--- THE INPUT ---
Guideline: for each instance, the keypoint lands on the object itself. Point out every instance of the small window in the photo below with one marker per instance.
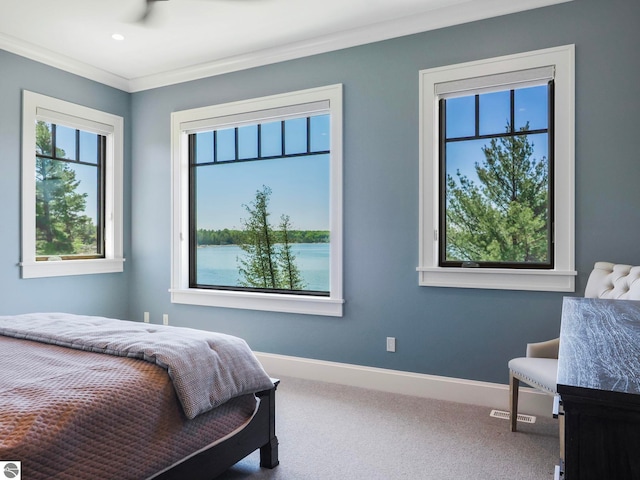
(257, 218)
(72, 189)
(497, 173)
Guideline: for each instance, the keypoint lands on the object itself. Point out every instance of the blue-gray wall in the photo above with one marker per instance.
(92, 294)
(460, 333)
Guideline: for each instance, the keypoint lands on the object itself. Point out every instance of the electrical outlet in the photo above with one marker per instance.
(391, 344)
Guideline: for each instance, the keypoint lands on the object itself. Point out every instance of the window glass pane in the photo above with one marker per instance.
(226, 145)
(65, 142)
(271, 139)
(248, 142)
(497, 210)
(66, 208)
(319, 135)
(204, 147)
(295, 136)
(495, 112)
(44, 138)
(463, 156)
(89, 147)
(228, 198)
(532, 107)
(461, 117)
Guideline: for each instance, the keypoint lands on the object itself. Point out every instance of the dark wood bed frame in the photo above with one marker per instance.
(260, 433)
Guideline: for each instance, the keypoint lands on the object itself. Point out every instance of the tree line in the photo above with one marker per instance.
(228, 236)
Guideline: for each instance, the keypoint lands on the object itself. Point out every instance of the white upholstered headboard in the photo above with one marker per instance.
(615, 281)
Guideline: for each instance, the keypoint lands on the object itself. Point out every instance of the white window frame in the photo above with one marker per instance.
(37, 107)
(198, 119)
(562, 277)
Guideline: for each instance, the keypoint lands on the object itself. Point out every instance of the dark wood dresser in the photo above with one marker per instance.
(599, 384)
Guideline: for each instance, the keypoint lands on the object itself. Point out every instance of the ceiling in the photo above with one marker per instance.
(186, 39)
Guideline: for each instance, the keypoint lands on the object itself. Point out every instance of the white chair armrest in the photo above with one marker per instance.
(548, 349)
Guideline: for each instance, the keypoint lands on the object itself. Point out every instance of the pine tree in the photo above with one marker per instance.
(504, 218)
(61, 226)
(290, 278)
(269, 261)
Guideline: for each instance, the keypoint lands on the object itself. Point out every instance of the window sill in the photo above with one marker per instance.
(498, 278)
(71, 267)
(259, 301)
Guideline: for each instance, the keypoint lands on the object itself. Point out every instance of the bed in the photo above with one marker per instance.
(85, 397)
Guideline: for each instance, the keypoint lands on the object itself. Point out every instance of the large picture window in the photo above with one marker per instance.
(258, 185)
(497, 173)
(72, 189)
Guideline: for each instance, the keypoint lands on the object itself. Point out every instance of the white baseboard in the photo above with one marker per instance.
(492, 395)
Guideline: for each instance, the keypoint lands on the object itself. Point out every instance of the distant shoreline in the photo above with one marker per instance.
(239, 237)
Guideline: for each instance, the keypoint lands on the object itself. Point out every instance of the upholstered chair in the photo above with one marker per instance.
(539, 367)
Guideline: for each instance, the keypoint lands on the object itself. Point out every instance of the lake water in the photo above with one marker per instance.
(218, 264)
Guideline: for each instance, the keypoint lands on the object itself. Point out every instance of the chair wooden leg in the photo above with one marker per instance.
(514, 385)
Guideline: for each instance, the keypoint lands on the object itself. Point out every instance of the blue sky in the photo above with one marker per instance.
(530, 106)
(299, 185)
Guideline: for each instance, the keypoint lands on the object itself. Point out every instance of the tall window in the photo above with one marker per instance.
(72, 189)
(495, 157)
(497, 173)
(69, 192)
(258, 204)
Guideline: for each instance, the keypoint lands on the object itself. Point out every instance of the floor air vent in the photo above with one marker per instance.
(506, 415)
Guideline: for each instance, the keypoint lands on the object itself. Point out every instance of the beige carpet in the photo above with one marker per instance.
(328, 431)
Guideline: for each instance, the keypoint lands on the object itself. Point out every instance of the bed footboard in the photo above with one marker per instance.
(260, 433)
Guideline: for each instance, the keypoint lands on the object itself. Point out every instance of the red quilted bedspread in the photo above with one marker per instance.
(72, 414)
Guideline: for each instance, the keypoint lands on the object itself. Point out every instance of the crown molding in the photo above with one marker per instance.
(62, 62)
(462, 11)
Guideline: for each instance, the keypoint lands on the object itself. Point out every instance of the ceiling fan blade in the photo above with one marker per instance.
(148, 8)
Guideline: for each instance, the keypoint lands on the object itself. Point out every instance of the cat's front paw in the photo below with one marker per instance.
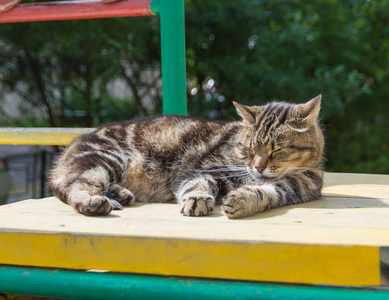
(197, 205)
(236, 205)
(95, 206)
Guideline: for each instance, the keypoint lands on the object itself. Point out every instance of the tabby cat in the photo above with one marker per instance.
(273, 157)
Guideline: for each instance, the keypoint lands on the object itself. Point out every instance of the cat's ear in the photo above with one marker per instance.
(246, 112)
(310, 110)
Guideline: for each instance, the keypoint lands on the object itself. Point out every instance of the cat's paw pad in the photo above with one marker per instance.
(96, 206)
(121, 195)
(115, 204)
(234, 206)
(127, 198)
(197, 205)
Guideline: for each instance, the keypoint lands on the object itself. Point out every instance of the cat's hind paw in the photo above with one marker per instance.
(121, 196)
(235, 205)
(197, 205)
(95, 206)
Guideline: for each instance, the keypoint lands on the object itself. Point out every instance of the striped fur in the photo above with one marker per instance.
(270, 159)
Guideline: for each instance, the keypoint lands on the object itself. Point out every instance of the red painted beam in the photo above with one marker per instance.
(75, 9)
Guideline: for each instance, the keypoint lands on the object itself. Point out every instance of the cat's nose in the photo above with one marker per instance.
(260, 169)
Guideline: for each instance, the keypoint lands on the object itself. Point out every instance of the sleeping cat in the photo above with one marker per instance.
(273, 157)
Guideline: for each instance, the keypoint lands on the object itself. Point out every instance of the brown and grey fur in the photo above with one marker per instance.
(270, 159)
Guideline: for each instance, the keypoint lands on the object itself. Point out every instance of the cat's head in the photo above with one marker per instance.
(280, 138)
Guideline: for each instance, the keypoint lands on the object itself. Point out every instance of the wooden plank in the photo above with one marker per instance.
(40, 136)
(310, 264)
(335, 240)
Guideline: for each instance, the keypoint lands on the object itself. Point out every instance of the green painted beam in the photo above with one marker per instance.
(172, 15)
(90, 285)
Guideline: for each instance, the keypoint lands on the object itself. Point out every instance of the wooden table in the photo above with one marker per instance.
(339, 240)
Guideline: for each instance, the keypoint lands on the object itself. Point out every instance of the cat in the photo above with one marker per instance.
(272, 158)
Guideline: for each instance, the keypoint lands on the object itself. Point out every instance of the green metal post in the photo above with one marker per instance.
(172, 14)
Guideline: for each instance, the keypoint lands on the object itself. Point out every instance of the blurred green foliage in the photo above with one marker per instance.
(237, 50)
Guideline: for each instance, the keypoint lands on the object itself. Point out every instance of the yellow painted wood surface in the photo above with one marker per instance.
(40, 136)
(335, 240)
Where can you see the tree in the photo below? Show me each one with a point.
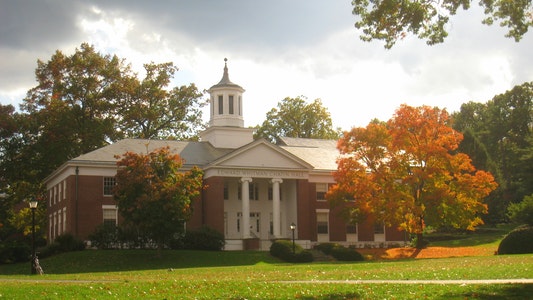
(149, 110)
(295, 118)
(407, 172)
(154, 195)
(391, 20)
(499, 138)
(522, 212)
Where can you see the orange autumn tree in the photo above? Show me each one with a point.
(407, 173)
(153, 195)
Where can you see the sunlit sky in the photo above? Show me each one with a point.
(275, 49)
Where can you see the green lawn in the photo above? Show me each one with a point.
(256, 275)
(135, 274)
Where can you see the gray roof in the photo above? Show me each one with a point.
(321, 154)
(193, 153)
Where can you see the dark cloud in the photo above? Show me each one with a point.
(30, 24)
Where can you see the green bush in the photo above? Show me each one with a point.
(14, 251)
(327, 248)
(204, 238)
(283, 249)
(67, 242)
(105, 236)
(346, 254)
(521, 212)
(63, 243)
(518, 241)
(339, 252)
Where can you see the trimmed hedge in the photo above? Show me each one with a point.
(282, 249)
(518, 241)
(63, 243)
(204, 238)
(339, 252)
(14, 251)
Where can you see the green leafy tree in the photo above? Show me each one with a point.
(294, 117)
(154, 195)
(393, 20)
(407, 173)
(522, 212)
(80, 103)
(498, 137)
(149, 110)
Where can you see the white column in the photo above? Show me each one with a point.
(245, 191)
(276, 214)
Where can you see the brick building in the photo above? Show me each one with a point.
(256, 189)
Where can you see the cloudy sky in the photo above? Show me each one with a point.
(275, 49)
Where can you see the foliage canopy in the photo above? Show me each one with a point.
(407, 172)
(293, 117)
(154, 195)
(391, 20)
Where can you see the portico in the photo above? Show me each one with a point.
(259, 202)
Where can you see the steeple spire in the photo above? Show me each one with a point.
(225, 82)
(226, 125)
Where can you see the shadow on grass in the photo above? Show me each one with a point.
(91, 261)
(509, 291)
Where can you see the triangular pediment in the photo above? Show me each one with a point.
(261, 154)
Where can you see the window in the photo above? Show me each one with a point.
(230, 104)
(109, 184)
(226, 223)
(110, 214)
(271, 193)
(64, 219)
(212, 105)
(322, 223)
(321, 190)
(226, 191)
(379, 228)
(271, 224)
(254, 191)
(220, 105)
(351, 229)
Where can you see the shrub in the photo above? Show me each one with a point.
(14, 251)
(518, 241)
(340, 252)
(327, 248)
(204, 238)
(522, 212)
(63, 243)
(105, 236)
(67, 242)
(346, 254)
(283, 249)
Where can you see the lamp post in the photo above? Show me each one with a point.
(293, 227)
(33, 207)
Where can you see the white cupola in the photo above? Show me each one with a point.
(226, 123)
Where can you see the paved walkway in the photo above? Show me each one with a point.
(417, 281)
(363, 281)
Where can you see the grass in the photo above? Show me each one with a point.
(121, 274)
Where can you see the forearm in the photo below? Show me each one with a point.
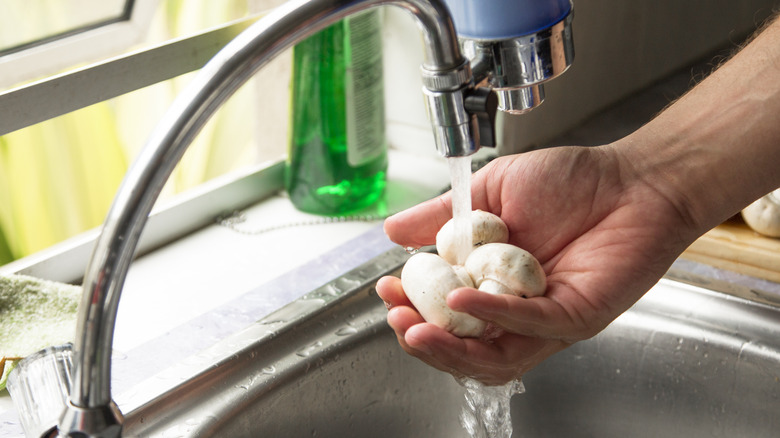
(717, 148)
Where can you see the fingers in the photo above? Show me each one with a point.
(495, 362)
(540, 317)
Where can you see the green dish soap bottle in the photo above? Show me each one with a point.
(337, 157)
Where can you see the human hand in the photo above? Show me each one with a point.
(602, 233)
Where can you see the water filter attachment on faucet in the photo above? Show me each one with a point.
(515, 45)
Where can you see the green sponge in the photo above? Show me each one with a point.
(34, 314)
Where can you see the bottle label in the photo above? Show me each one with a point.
(364, 89)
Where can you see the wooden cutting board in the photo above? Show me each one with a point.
(735, 247)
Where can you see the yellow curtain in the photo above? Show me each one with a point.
(58, 178)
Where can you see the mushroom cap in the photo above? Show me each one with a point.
(427, 279)
(486, 228)
(515, 268)
(763, 215)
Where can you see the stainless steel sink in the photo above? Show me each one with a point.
(684, 362)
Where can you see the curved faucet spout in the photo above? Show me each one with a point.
(446, 75)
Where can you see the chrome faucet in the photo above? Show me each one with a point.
(460, 114)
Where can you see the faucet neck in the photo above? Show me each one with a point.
(290, 23)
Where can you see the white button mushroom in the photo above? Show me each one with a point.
(427, 279)
(486, 228)
(501, 268)
(763, 216)
(494, 266)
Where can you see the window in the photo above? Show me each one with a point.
(58, 175)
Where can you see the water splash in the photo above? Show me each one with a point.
(460, 176)
(487, 410)
(411, 250)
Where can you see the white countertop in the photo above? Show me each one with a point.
(184, 297)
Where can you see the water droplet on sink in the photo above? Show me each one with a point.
(307, 351)
(346, 331)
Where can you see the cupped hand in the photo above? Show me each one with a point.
(602, 231)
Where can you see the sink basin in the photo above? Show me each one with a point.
(683, 362)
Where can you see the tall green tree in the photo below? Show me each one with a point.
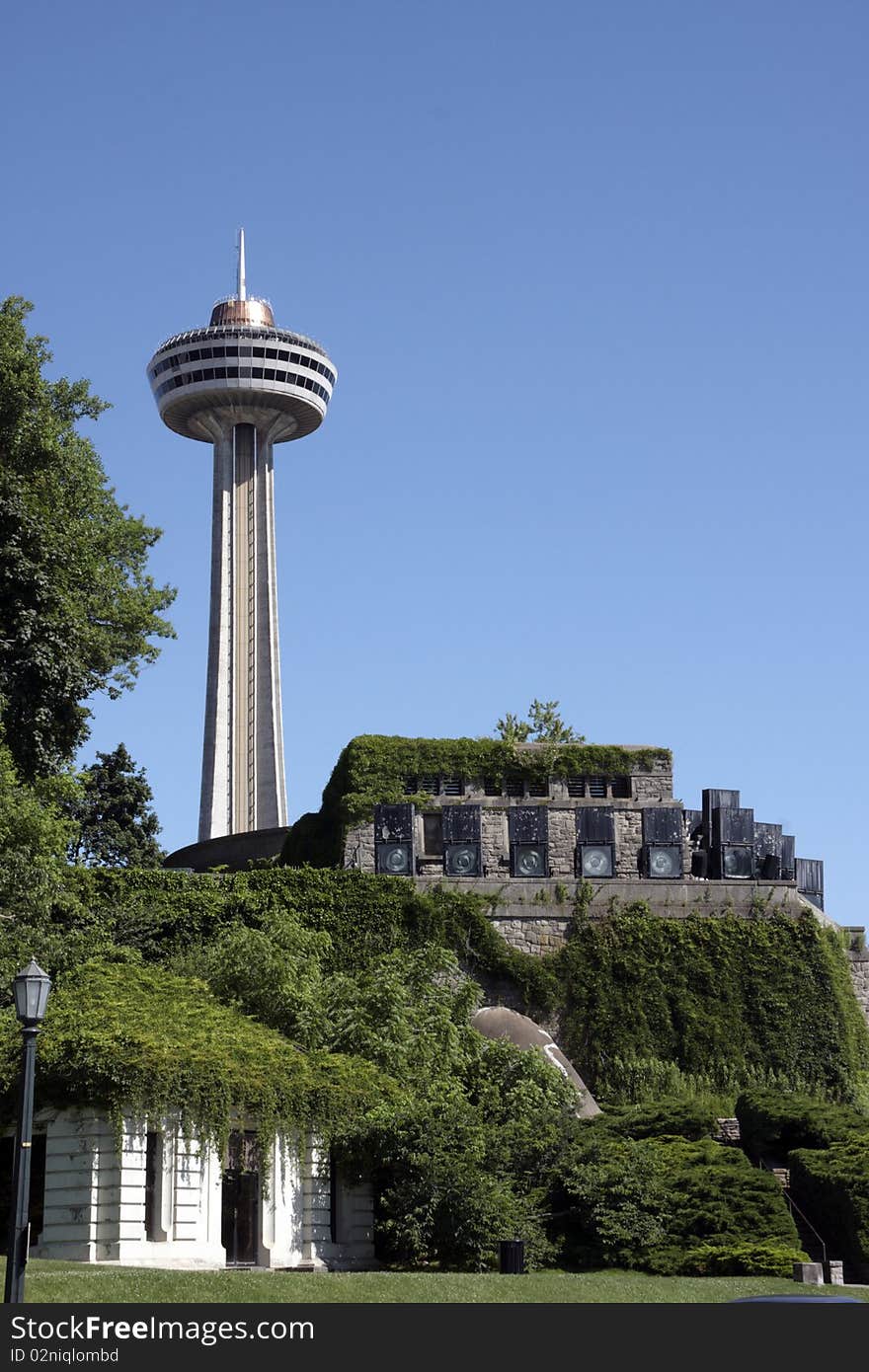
(77, 609)
(115, 819)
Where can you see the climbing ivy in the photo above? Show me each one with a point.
(657, 1006)
(644, 1006)
(136, 1040)
(372, 769)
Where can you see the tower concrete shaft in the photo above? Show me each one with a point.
(243, 785)
(242, 384)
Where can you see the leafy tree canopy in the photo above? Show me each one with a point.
(112, 808)
(77, 608)
(542, 726)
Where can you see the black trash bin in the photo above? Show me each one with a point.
(513, 1256)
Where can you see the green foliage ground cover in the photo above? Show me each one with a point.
(77, 1283)
(827, 1149)
(353, 988)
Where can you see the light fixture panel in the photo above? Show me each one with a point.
(461, 859)
(394, 859)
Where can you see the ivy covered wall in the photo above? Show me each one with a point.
(644, 1006)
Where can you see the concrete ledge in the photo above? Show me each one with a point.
(231, 851)
(555, 899)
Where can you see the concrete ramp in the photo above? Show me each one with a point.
(499, 1023)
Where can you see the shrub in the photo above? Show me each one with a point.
(671, 1115)
(832, 1187)
(646, 1202)
(771, 1122)
(741, 1259)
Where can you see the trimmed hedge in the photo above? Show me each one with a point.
(832, 1184)
(773, 1125)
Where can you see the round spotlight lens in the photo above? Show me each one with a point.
(397, 859)
(531, 862)
(662, 864)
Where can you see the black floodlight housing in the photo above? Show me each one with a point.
(767, 851)
(664, 862)
(394, 859)
(734, 862)
(732, 826)
(528, 825)
(810, 879)
(528, 840)
(693, 825)
(461, 859)
(394, 840)
(528, 861)
(662, 825)
(717, 799)
(461, 823)
(594, 861)
(594, 825)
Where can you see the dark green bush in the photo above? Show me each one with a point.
(669, 1115)
(741, 1259)
(646, 1202)
(832, 1187)
(771, 1124)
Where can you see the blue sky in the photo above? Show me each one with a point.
(594, 281)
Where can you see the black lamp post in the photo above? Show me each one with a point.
(32, 987)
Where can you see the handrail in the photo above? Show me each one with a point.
(794, 1206)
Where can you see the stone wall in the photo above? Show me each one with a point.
(540, 919)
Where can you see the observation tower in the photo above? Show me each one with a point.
(243, 386)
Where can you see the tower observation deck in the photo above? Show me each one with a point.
(243, 386)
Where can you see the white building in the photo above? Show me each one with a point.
(157, 1199)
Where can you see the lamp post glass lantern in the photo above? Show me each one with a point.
(31, 989)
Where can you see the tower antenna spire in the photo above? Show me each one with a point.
(242, 289)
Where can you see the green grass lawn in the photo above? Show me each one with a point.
(77, 1281)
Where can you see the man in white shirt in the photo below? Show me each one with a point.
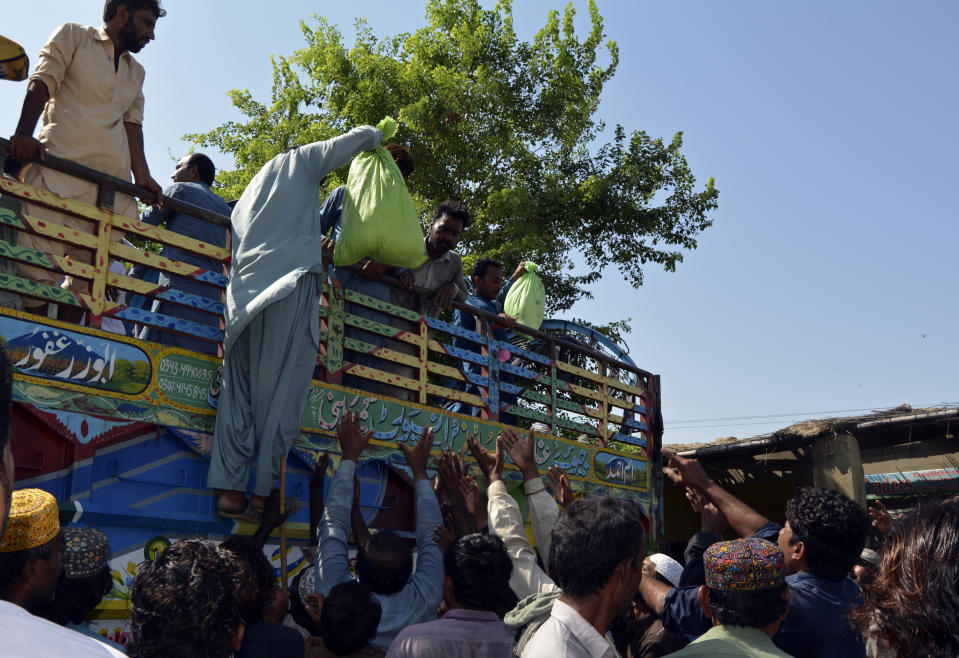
(595, 557)
(29, 569)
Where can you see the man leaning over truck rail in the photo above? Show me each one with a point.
(89, 89)
(192, 180)
(272, 317)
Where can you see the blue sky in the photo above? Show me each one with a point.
(826, 284)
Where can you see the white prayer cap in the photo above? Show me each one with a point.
(667, 567)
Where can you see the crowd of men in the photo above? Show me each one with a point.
(88, 89)
(470, 582)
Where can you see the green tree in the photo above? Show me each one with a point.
(504, 125)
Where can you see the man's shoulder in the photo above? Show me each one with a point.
(74, 28)
(198, 194)
(28, 635)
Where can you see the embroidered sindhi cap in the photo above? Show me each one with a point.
(744, 565)
(85, 552)
(307, 584)
(33, 521)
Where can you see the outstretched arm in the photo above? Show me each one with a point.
(138, 162)
(316, 496)
(333, 559)
(543, 510)
(506, 521)
(361, 534)
(23, 146)
(427, 580)
(451, 473)
(690, 473)
(326, 156)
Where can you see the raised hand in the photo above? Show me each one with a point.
(418, 456)
(449, 474)
(319, 472)
(352, 441)
(443, 536)
(685, 472)
(483, 457)
(521, 452)
(562, 491)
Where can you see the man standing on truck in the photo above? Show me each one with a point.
(192, 180)
(273, 318)
(89, 89)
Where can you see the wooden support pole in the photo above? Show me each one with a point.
(283, 565)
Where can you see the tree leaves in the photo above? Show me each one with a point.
(504, 125)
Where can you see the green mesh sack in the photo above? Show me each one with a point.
(379, 220)
(526, 300)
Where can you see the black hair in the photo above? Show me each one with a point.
(482, 265)
(12, 563)
(298, 606)
(385, 563)
(349, 618)
(832, 527)
(188, 602)
(479, 567)
(454, 209)
(261, 570)
(590, 539)
(758, 608)
(75, 597)
(912, 598)
(110, 8)
(402, 158)
(204, 167)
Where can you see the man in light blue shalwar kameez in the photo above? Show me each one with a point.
(272, 317)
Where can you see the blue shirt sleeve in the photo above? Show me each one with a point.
(331, 213)
(427, 580)
(156, 216)
(682, 613)
(332, 560)
(501, 297)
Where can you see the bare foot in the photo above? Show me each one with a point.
(233, 502)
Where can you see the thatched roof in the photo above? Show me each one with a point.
(809, 430)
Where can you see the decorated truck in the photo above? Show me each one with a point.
(120, 429)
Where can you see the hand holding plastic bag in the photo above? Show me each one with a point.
(379, 220)
(526, 300)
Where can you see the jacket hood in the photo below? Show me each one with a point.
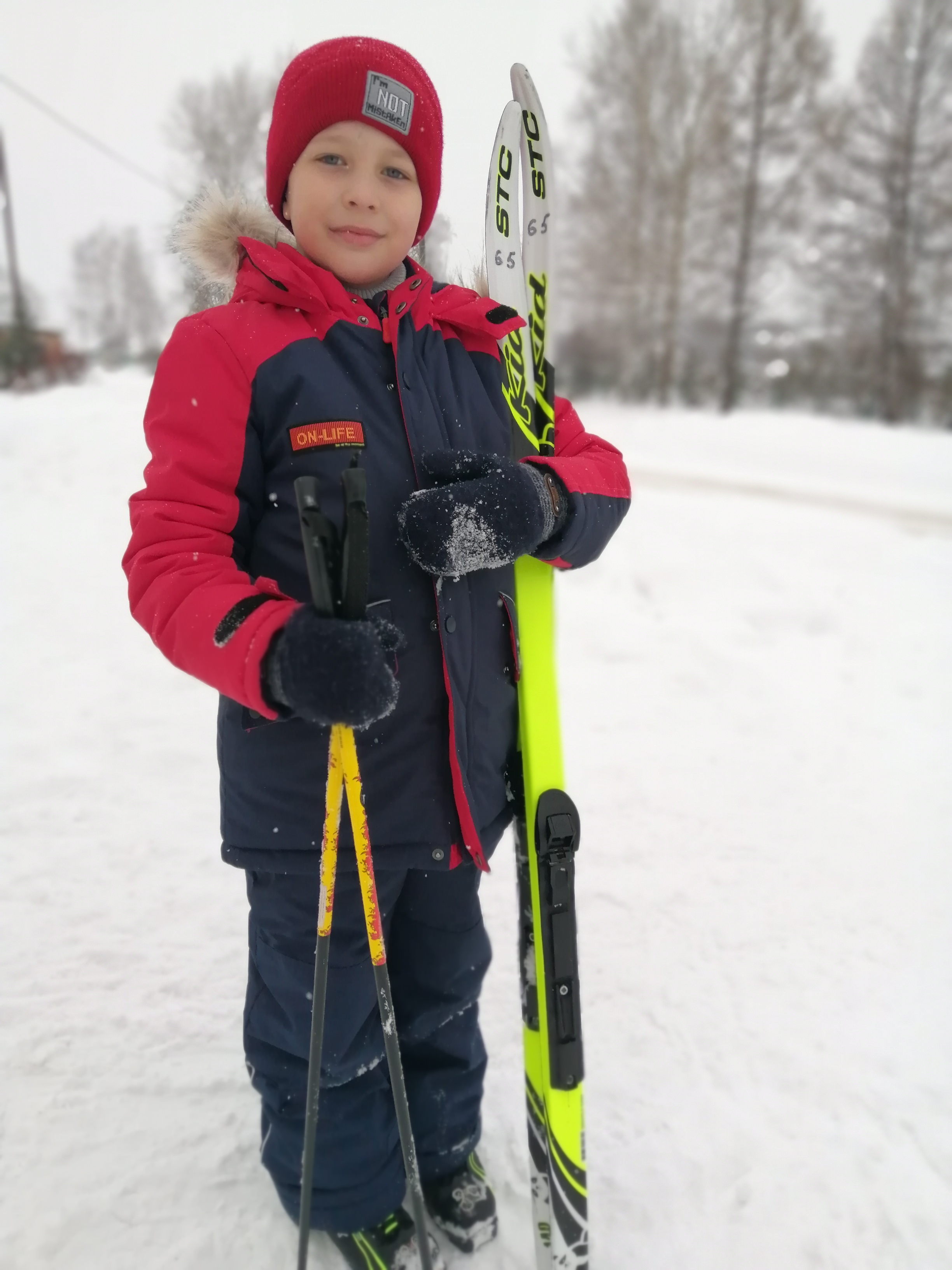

--- BRIEF ---
Your answer must be the exact lines from the one containing "Where can you see the bare" through the last line of the records above, with both included and no pictures.

--- SOLUTION ---
Where can you see the bare foot in the photo above? Show me each one with a point.
(233, 502)
Where can you see the thatched roof in the photo above? Show me each one with a point.
(809, 430)
Where can you see the decorated truck in the photo above? Show me each one with a point.
(120, 429)
Where can you see the hand holding plastic bag in the photo above? Show me each one with a point.
(379, 220)
(526, 300)
Where can you see the jacket hood in the photo below? Show me each one with a point.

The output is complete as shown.